(Object position labeling rows)
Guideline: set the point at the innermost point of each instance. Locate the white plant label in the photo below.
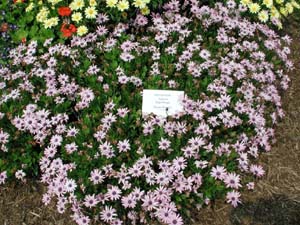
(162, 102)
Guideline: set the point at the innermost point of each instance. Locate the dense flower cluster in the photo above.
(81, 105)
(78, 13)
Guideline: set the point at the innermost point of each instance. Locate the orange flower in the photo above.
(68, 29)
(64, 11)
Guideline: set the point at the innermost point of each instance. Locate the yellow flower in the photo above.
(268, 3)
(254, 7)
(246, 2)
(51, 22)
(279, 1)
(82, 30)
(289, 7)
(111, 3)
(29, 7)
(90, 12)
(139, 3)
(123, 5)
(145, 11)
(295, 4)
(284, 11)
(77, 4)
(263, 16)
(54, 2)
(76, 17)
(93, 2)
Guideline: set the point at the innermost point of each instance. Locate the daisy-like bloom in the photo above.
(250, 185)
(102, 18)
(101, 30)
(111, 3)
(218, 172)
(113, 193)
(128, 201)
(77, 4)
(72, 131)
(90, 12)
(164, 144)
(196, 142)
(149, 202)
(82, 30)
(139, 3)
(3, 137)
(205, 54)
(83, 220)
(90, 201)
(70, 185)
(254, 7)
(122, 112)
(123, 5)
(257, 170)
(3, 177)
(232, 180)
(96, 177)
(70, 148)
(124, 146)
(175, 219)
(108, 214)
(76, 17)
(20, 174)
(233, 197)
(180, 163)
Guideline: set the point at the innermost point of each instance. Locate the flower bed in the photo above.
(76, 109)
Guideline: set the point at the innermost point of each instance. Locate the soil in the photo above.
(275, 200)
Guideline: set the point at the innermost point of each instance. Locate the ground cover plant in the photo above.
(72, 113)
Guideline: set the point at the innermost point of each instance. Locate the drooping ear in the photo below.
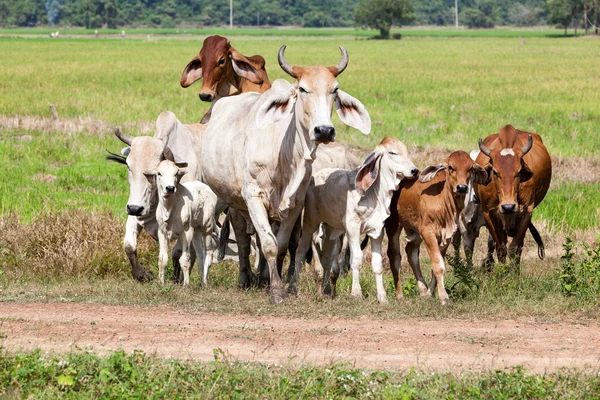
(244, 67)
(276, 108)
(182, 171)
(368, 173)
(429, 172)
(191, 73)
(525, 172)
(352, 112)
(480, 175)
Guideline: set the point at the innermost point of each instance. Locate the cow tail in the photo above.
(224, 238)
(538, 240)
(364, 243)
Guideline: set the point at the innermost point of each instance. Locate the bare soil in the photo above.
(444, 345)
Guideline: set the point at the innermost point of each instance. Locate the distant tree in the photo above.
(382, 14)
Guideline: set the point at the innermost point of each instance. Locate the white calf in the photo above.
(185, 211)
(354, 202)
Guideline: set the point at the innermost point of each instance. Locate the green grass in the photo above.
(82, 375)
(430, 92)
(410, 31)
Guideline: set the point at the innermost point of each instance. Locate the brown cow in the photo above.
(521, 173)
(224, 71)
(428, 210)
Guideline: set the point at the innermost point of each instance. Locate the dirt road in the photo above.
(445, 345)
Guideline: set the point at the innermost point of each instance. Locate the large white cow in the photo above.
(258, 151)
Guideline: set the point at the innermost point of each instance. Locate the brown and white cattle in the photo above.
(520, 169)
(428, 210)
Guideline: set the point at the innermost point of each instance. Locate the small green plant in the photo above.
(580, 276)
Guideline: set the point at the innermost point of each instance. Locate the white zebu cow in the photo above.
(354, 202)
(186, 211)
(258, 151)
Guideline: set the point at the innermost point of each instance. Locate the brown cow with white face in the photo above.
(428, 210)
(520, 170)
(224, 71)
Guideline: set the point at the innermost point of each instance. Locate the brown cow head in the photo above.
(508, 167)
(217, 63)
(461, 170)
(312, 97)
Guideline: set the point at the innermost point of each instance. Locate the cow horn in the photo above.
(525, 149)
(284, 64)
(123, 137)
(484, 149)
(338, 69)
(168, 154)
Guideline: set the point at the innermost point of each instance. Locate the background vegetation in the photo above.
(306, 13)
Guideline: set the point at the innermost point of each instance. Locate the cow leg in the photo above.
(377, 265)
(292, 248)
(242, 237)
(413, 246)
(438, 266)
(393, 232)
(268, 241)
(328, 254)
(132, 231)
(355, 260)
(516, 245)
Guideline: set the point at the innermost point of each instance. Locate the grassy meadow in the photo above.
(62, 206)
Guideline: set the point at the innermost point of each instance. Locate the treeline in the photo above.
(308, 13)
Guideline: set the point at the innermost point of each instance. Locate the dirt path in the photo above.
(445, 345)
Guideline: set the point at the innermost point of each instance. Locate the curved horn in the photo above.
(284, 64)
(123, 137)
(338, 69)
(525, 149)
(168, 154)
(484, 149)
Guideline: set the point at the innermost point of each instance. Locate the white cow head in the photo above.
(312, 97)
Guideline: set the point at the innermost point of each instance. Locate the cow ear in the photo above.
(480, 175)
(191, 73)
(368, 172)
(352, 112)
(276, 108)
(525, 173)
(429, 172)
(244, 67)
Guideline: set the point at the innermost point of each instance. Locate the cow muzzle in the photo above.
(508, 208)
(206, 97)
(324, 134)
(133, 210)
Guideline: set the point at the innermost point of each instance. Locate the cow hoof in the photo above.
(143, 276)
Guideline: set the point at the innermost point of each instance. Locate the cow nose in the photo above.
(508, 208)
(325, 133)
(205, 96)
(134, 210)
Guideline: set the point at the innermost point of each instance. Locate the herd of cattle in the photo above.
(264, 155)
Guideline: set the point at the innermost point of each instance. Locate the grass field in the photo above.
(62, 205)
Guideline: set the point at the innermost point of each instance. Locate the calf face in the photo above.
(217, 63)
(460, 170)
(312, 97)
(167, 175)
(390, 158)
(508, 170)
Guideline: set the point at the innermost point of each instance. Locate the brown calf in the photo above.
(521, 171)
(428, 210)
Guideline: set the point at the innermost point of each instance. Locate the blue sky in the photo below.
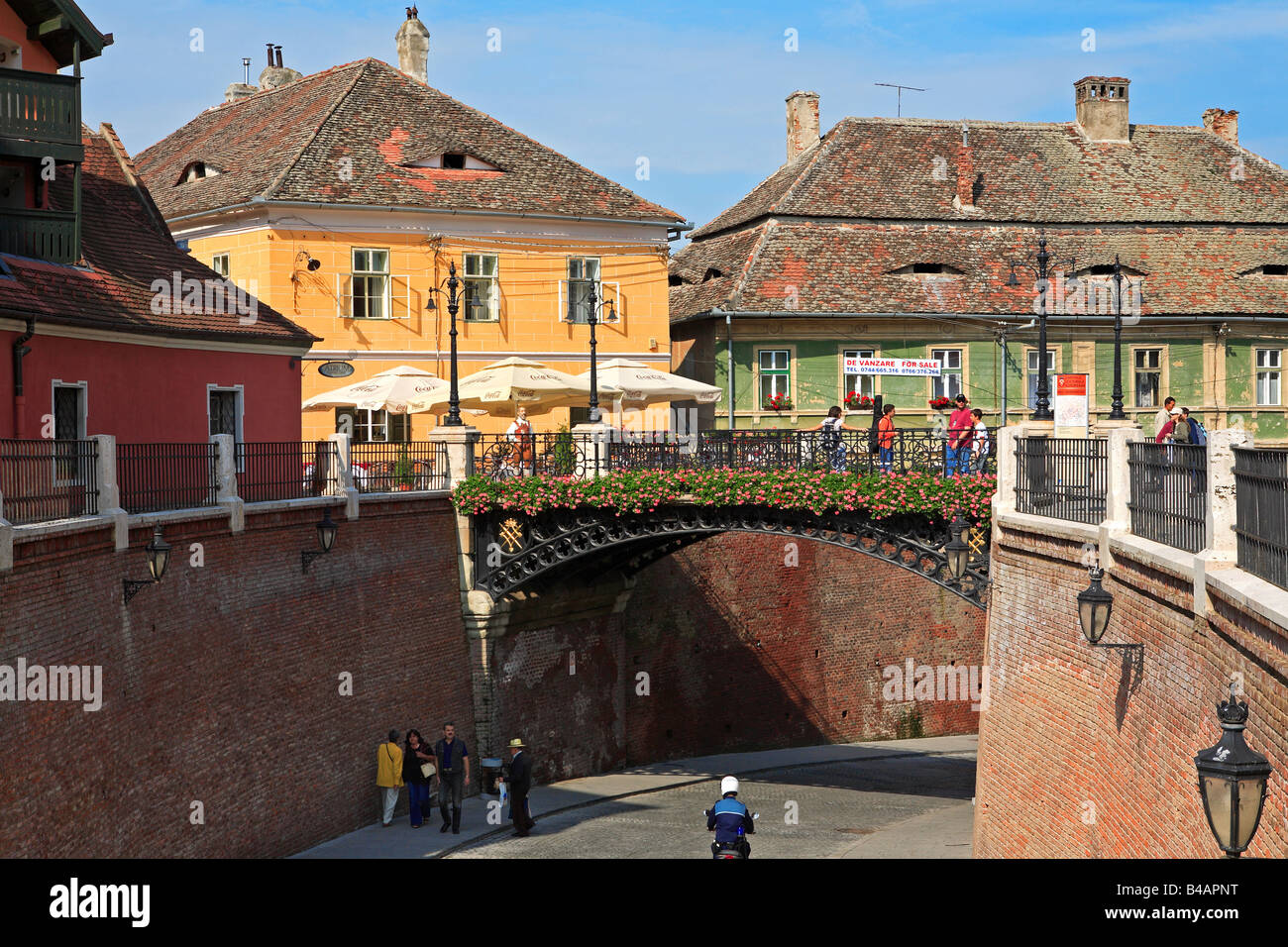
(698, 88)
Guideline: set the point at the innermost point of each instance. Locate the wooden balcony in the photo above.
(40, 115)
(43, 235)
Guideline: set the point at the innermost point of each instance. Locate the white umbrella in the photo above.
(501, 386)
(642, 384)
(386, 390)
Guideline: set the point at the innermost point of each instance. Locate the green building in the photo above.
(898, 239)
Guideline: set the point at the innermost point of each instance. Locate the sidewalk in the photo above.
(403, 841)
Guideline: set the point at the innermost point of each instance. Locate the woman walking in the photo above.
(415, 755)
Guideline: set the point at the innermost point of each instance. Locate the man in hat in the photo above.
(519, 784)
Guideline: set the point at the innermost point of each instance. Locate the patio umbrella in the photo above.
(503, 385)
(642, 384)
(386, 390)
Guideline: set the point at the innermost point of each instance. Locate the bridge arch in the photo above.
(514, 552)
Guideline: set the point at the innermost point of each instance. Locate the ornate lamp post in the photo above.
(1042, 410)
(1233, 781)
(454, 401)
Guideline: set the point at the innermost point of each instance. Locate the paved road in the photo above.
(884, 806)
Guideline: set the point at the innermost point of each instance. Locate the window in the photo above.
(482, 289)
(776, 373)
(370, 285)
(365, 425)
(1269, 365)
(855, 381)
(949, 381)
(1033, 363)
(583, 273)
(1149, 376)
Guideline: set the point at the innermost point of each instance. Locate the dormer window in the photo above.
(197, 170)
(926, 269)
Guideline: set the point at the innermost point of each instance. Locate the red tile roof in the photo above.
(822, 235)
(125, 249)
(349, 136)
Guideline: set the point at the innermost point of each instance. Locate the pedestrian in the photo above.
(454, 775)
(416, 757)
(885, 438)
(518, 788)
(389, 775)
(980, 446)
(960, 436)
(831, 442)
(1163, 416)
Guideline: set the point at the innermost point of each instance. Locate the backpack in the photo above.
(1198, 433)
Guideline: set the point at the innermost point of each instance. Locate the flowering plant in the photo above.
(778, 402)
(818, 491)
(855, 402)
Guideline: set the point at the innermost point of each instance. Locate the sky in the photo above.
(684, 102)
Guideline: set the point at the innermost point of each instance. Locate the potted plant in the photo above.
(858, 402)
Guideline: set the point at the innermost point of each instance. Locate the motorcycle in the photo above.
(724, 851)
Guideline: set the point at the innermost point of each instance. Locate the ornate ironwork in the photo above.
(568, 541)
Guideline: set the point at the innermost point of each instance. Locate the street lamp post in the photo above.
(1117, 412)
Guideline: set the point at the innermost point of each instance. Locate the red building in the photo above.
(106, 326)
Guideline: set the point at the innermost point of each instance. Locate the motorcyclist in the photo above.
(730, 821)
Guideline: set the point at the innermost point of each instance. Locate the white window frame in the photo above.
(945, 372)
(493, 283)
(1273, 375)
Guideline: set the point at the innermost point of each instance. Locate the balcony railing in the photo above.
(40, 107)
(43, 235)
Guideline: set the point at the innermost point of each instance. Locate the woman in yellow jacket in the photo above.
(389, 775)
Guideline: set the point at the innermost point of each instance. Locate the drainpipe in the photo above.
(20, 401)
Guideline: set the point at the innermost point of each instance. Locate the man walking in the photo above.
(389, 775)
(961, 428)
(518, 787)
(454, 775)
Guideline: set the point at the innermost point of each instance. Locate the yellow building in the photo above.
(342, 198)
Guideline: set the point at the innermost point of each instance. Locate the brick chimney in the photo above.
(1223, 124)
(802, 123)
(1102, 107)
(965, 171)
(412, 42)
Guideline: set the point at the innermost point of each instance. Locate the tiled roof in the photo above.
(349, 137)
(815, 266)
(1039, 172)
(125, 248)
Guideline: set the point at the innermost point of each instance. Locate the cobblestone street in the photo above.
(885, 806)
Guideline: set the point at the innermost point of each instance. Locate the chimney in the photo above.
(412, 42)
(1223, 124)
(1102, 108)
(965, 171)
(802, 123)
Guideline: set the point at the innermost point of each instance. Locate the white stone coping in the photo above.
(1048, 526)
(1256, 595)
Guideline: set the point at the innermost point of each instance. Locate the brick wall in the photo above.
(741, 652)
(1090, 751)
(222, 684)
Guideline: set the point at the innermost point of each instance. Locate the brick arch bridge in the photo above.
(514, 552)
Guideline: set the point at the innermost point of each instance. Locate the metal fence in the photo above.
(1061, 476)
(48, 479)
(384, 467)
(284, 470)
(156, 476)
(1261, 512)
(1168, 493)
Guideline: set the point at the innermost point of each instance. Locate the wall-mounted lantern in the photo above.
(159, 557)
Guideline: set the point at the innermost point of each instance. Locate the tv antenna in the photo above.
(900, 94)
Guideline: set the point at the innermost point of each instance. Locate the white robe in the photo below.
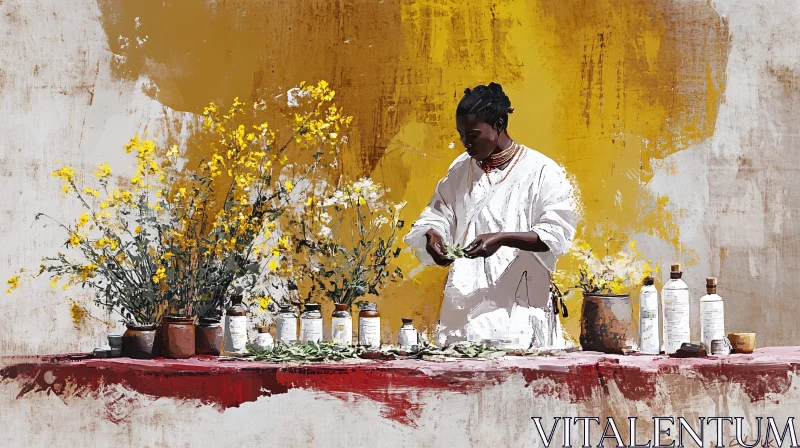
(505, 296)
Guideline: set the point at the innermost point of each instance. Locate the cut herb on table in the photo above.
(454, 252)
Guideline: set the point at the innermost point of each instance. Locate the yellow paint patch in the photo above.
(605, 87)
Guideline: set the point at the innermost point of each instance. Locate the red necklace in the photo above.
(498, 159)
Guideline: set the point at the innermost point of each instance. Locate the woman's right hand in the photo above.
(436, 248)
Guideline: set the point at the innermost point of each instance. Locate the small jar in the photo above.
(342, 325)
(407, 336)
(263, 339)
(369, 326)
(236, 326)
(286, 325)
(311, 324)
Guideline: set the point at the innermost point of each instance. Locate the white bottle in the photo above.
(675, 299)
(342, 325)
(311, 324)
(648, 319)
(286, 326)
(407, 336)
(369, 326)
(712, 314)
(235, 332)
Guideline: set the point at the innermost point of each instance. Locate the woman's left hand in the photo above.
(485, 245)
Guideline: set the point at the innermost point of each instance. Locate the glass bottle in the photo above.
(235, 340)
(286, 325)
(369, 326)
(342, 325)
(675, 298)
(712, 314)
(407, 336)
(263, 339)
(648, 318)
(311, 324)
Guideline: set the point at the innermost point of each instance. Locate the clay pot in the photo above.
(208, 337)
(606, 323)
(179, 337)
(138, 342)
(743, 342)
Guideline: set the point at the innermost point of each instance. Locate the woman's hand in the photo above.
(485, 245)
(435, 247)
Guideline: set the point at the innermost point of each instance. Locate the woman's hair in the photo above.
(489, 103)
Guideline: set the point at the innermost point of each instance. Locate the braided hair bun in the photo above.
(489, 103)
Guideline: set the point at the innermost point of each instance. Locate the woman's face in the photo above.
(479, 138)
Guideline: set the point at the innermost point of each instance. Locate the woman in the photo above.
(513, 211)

• _WORK REQUIRED_
Reproduce every line of the rows from the line containing "woman's hand in the photo above." through the end of the rows, leaving the guideline lines unchanged and raising each coordinate in the answers by 122.

• _ANSWER TO THIS EXERCISE_
Guideline: set the point at the innermost point of each instance. Locate the woman's hand in the photo above.
(607, 367)
(557, 369)
Guideline: set the point at the innermost point of each instance. Locate the woman's hair in the photo above.
(611, 225)
Guideline: set the point at the innermost point of each instance. Locate the braided hair bun in the photo above.
(611, 225)
Guideline: set the point at the innermost point of each instance. Locate the woman's face in the photo above.
(601, 260)
Guideline: set the point at the innermost point of each instance. Locate the woman in the photo above.
(635, 333)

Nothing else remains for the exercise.